------ MATERIAL PROVIDED

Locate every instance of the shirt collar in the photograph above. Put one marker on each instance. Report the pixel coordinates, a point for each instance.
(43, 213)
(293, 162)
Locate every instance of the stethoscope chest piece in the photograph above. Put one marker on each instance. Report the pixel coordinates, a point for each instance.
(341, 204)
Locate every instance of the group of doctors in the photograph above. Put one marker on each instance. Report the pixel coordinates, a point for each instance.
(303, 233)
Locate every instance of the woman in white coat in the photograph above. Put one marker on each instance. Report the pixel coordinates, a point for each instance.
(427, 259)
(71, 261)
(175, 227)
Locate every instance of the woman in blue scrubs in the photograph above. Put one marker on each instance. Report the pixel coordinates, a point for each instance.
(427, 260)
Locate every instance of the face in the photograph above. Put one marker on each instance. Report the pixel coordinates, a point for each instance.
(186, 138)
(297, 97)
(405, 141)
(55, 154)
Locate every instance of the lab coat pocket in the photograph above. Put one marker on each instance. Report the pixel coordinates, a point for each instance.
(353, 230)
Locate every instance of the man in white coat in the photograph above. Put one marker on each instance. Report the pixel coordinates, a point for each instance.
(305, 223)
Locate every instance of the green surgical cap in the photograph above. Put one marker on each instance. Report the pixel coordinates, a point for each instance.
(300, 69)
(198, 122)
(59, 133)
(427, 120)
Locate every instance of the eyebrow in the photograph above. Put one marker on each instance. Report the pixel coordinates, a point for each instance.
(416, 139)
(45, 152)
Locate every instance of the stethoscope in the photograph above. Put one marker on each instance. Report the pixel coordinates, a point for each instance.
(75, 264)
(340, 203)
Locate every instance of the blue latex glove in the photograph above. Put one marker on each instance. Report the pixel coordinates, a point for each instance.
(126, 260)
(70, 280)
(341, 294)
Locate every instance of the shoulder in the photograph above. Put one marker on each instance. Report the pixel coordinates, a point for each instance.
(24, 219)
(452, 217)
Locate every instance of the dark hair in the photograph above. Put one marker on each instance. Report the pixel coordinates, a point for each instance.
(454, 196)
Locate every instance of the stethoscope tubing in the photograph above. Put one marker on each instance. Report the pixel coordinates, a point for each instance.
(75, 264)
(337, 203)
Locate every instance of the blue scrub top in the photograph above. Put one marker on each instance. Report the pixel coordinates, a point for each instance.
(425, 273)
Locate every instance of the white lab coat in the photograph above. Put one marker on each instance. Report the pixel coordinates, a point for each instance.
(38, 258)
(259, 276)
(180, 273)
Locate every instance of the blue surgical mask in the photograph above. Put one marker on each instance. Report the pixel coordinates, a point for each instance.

------------

PROBLEM DESCRIPTION: Go through the records above and retype each one exactly.

EXPECTED ANSWER:
Locate every instance of the shirt collar in the photograph above. Put one marker on each instance. Report the pixel coordinates, a point for each instance.
(43, 213)
(293, 162)
Locate every instance of the stethoscope chest piece in the photograph above. Put one marker on each instance. Report the pixel coordinates, a point for each instance.
(341, 204)
Locate every instance of the group of doctors in the photograph above. Put one marker on each instance. Report the pixel coordinates, a point for each instance.
(303, 233)
Locate every instance of the woman in white coat in the photograph above. Put one marker on each instance. Report the pixel coordinates, a point for each instance.
(427, 259)
(71, 261)
(175, 227)
Locate every instance of the woman in blue scrubs in the photograph above. Put one marker on each instance. Report the pixel coordinates, a point for each instance.
(427, 260)
Locate every instance of the face in the photograph above. Put one marker on each instance. Report the pixel coordinates, a point for each instance.
(186, 138)
(297, 97)
(405, 141)
(55, 154)
Locate every instance of the lab coat pocket in the photograph above. Put one marker on each instance. Report the pixel coordinates, a point for each instance.
(353, 230)
Locate every instance of the man in white coat in the photograph above. Put one marker on each instance. Report the pixel coordinates, a point for each instance.
(305, 223)
Locate every instance of the green surgical cap in the photograph above. Put one marker on each instance. Report the pixel coordinates, a point for each instance.
(300, 69)
(198, 122)
(59, 133)
(427, 120)
Locate every instance of the eyebrow in the photograph above. Put one marker on each instance. Report the pixel coordinates, a point for each instance.
(416, 139)
(45, 152)
Locate every instance of the stethoscope in the photograph above. Put one marker on each instance. Report the pixel coordinates, a point for each instance.
(75, 264)
(340, 203)
Locate every instance of the blue latex glove in the photograph above. Put one marker on each instance. Report the pixel coordinates, a point for each instance.
(126, 260)
(70, 280)
(341, 294)
Locate every instance of the shoulder in the photograph above. Put one marker on each instance. Report the pixel coordinates, a point for each instance.
(24, 219)
(452, 217)
Locate every instance of the dark hair in the photograph above. Put one marker on each instance. Report the pixel coordinates, a point for each instance.
(454, 196)
Locate every instance of the stethoscope tubing in the photograph above. Put one marker on each instance. Report the pixel coordinates, a point for each instance.
(75, 264)
(337, 203)
Locate every instance of the blue scrub top in the photograph above. Put one marker on each instance. Report the pixel coordinates, a point for each instance.
(425, 273)
Locate every instance of the white lab coat in the photograph above. Put one marker on each instance. Report the pixel coordinates, a point for each instance.
(38, 258)
(259, 276)
(180, 273)
Locate every instance of the blue surgical mask in the photograph above. Put one marker on each instance. Report the pixel coordinates, a point for each instance.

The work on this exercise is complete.